● **SELECTED EXTRACT**:
****************

Government ministry of Malaysia

The Ministry of Defence (Kementerian Pertahanan; Jawi: ), abbreviated MINDEF or KEMENTAH, is a ministry of the Government of Malaysia that is responsible for defence, national security, army, navy, hydrography, air force, armed forces, intelligence services, counterintelligence, military intelligence, national service, and veterans affairs.

The Minister of Defence administers his functions through the Ministry of Defence and a range of other government agencies.

Its headquarters is in Kuala Lumpur.

== History ==
Ministry of Defence was established on 31 August 1957 and officially began operations in a building located in Brockman Road (now Jalan Dato' Onn), Kuala Lumpur. This building also housed the office of the first Defence Minister, the late Tun Abdul Razak bin Datuk Hussein, who served from 31 August 1957 to 22 September 1970.

The first building of the Ministry of Defence was constructed by the Federal Government at a cost of RM122,000.00 and was officially opened by Tun Haji Abdul Razak bin Datuk Hussein on 18 March 1960. The building constructed in Jalan Padang Tembak also housed the Chiefs and Officers of the Malaysian Armed Forces of the three services.

As a result of growing awareness among leaders of the importance of the armed forces, a complex consisting of six blocks of four storeys high was built in front of the Office of the Member Services Division to cater for the growing membership. The RM 2 million building was officially opened by Tunku Abdul Rahman Putra on 6 April 1967.

After the withdrawal of the British troops, the Malaysian Government took drastic measures to improve the security of the country from any threat. This task is entrusted to the Ministry of Defence as well as the task of improving efficiency in the management of military needs from time to time.

To accommodate all the agencies under one roof, the government has decided to build a new building for the Ministry of Defence. As a symbolic, the foundation stone was laid by the then Deputy Defence Minister, Dato' Abu Bakar bin Datu Abang Abang Haji Mustapha on 10 March 1982. The new building is located at Jalan Padang Tembak, Kuala Lumpur and was built with a budget of RM144 million and was completed in mid 1985. This 20 storey high building is known as "WISMA PERTAHANAN" and provides office space and meeting rooms. The area around "WISMA PERTAHANAN" known as the Defence Complex also provides facilities such as multi-storey car park building, auditorium, prayer room, Field of Defence (Parade Ground), guard stations, towers, computer room, 'helipad', cafeteria and others.

The Ministry of Defence is led by the Minister of Defence and assisted by a Deputy Minister. The organization of the Ministry of Defence consists of two main services. First, is the Public Service which is headed by the Secretary General and the Malaysian Armed Forces (MAF) is headed by Chief of the Armed Forces.

****************

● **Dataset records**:
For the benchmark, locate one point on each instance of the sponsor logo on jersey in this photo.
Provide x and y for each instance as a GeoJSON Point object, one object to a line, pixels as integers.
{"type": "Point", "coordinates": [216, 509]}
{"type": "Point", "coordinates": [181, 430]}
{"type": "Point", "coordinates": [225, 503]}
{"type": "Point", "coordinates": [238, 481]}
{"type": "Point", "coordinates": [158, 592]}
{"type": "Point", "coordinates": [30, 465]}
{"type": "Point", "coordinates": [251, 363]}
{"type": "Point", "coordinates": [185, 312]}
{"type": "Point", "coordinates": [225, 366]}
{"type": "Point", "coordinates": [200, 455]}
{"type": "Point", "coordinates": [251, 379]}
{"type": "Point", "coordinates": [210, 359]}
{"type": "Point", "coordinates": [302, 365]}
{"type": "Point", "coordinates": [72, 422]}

****************

● **TO DO**:
1 – From the Malaysian defence ministry text, list every date that gives a day, a month, and a year, naming each one once.
2 – Reproduce every line of the dataset entries, instructions included, and shift each coordinate in the answer points by adding 94 to it.
The entries have no connection to the Malaysian defence ministry text.

● **RESULTS**:
1 –
31 August 1957
22 September 1970
18 March 1960
6 April 1967
10 March 1982

2 –
For the benchmark, locate one point on each instance of the sponsor logo on jersey in this photo.
Provide x and y for each instance as a GeoJSON Point object, one object to a line, pixels as integers.
{"type": "Point", "coordinates": [310, 603]}
{"type": "Point", "coordinates": [275, 524]}
{"type": "Point", "coordinates": [319, 597]}
{"type": "Point", "coordinates": [332, 575]}
{"type": "Point", "coordinates": [252, 686]}
{"type": "Point", "coordinates": [124, 559]}
{"type": "Point", "coordinates": [345, 457]}
{"type": "Point", "coordinates": [279, 406]}
{"type": "Point", "coordinates": [319, 460]}
{"type": "Point", "coordinates": [294, 549]}
{"type": "Point", "coordinates": [345, 473]}
{"type": "Point", "coordinates": [304, 453]}
{"type": "Point", "coordinates": [396, 459]}
{"type": "Point", "coordinates": [166, 516]}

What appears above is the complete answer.